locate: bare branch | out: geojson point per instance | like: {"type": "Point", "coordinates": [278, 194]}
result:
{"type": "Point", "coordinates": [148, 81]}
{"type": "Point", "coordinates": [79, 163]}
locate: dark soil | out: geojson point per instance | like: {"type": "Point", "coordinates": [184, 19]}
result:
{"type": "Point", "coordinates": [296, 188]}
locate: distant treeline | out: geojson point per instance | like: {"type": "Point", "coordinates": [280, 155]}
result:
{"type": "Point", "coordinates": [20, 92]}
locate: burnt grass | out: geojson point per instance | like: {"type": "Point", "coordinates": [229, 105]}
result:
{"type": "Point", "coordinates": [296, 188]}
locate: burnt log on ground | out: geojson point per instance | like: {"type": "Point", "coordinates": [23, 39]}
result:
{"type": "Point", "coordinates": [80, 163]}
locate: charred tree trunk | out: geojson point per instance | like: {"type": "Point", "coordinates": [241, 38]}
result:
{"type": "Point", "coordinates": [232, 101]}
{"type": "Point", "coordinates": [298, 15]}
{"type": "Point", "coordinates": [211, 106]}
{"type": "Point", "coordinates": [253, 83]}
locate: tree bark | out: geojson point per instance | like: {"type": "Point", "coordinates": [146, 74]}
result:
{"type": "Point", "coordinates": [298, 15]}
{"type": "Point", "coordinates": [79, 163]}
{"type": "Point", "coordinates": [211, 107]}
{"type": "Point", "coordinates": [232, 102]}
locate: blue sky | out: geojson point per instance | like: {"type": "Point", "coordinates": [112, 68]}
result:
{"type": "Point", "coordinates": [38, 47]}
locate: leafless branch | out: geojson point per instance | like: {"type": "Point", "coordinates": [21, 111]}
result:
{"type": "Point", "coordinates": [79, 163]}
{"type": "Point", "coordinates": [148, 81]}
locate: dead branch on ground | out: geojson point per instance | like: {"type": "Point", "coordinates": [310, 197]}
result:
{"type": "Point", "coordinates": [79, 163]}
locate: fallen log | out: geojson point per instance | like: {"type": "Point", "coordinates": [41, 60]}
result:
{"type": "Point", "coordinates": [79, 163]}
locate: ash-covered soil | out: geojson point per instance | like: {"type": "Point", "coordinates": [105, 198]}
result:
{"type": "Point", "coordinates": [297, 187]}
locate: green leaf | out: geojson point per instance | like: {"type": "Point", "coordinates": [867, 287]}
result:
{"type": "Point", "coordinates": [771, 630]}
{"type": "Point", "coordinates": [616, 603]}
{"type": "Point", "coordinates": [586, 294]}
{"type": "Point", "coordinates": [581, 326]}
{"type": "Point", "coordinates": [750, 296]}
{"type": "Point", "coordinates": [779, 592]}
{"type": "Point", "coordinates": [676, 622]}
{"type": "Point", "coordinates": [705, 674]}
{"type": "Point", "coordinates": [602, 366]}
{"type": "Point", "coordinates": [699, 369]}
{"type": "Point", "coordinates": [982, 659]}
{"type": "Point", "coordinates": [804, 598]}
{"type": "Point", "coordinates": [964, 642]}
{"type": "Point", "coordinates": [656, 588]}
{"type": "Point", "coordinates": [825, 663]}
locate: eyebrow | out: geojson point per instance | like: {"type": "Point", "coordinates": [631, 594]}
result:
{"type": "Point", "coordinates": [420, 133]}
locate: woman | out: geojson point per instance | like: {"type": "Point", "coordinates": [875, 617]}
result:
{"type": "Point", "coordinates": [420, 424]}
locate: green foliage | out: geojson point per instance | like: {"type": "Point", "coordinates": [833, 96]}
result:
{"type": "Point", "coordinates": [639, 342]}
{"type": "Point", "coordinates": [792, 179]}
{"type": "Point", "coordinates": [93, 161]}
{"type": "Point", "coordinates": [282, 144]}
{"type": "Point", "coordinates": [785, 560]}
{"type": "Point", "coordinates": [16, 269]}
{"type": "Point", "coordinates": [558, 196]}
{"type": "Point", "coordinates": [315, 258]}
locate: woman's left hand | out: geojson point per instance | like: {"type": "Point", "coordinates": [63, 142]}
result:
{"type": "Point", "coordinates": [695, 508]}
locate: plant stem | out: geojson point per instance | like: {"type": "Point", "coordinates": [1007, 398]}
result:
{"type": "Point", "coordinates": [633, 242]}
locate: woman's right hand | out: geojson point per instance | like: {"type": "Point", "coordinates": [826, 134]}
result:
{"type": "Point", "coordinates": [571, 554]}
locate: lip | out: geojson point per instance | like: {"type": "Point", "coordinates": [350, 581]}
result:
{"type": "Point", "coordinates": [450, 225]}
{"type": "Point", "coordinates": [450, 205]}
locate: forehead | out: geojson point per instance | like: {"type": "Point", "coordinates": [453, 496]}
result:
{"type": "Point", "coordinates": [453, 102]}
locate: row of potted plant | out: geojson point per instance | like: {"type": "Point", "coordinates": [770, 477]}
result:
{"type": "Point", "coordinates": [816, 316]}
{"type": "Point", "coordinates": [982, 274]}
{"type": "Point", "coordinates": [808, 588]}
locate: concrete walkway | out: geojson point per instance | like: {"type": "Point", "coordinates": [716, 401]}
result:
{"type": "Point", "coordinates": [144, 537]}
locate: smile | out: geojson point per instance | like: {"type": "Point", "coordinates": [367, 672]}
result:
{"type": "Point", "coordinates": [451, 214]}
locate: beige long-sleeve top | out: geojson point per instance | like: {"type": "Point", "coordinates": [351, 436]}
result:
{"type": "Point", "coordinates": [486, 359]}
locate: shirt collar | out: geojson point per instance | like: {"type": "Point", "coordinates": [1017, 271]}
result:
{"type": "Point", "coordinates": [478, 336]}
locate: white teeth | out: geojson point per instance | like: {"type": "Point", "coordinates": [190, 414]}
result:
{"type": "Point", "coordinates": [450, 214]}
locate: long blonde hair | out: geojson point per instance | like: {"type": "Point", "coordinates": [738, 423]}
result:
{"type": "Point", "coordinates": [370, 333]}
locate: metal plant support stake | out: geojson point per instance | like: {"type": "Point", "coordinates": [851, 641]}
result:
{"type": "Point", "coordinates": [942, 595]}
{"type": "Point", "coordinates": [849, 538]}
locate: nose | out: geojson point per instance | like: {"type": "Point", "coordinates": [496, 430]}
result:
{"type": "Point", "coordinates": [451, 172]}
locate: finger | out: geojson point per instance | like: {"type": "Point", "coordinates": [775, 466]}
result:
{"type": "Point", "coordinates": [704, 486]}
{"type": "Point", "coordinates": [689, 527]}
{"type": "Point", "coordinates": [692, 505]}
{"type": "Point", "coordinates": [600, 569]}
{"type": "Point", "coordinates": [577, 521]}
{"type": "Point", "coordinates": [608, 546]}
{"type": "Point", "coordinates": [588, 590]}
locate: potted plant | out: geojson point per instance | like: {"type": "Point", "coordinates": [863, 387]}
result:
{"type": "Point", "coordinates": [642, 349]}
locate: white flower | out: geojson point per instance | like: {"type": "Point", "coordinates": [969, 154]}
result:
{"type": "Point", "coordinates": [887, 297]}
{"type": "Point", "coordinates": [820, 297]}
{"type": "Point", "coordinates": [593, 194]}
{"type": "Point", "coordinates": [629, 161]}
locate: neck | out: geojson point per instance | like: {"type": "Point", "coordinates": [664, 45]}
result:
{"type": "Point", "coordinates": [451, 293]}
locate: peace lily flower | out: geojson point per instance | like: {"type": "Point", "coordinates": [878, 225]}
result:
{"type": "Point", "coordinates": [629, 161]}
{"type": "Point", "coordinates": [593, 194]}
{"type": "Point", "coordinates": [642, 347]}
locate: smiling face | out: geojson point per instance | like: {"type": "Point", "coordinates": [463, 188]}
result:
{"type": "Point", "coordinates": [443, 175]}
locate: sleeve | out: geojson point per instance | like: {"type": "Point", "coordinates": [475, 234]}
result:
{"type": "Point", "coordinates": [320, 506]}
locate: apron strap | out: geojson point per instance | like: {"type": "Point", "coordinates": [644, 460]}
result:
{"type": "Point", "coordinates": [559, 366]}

• **Exercise brief**
Which lines in the data hold the string "white"? Copy each of them.

• **Problem solution**
locate: white teeth | out: geojson point per instance | like: {"type": "Point", "coordinates": [190, 414]}
locate: white flower | out: geojson point per instance | like: {"type": "Point", "coordinates": [969, 154]}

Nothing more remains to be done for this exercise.